__Written exercise__. Copy the material below word for word, from the line containing "point: shirt collar" through the end of the material.

__Photo object pointing records__.

● ● ● ●

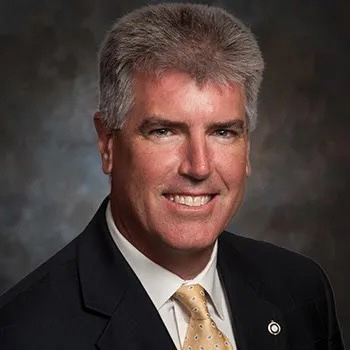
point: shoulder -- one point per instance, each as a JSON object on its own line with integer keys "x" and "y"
{"x": 40, "y": 291}
{"x": 278, "y": 268}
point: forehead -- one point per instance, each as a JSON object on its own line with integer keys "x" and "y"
{"x": 177, "y": 95}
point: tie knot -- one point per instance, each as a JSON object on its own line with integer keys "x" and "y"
{"x": 193, "y": 297}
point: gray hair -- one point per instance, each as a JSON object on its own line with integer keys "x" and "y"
{"x": 203, "y": 41}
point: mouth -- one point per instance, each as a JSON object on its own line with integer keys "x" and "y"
{"x": 190, "y": 200}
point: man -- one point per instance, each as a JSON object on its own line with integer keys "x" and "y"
{"x": 178, "y": 94}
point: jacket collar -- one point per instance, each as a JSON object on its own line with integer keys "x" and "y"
{"x": 110, "y": 288}
{"x": 253, "y": 307}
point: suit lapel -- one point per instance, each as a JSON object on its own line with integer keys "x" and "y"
{"x": 111, "y": 289}
{"x": 252, "y": 312}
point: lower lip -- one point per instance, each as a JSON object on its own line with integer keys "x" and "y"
{"x": 186, "y": 208}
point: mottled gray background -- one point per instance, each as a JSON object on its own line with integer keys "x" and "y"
{"x": 50, "y": 178}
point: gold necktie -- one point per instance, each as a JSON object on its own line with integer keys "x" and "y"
{"x": 202, "y": 333}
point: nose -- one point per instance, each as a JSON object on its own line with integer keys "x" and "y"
{"x": 195, "y": 159}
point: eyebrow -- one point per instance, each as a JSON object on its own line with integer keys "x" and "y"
{"x": 154, "y": 121}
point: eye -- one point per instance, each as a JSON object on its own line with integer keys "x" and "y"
{"x": 226, "y": 133}
{"x": 161, "y": 132}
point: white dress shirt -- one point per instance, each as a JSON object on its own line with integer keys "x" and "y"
{"x": 160, "y": 285}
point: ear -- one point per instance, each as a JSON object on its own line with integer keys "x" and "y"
{"x": 248, "y": 169}
{"x": 105, "y": 143}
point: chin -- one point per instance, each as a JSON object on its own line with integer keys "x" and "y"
{"x": 194, "y": 241}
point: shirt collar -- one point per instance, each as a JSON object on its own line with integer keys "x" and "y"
{"x": 159, "y": 283}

● ● ● ●

__Result below__.
point: shirt collar -- one point per instance, each as a JSON object on its own line with integer keys "x" and "y"
{"x": 159, "y": 283}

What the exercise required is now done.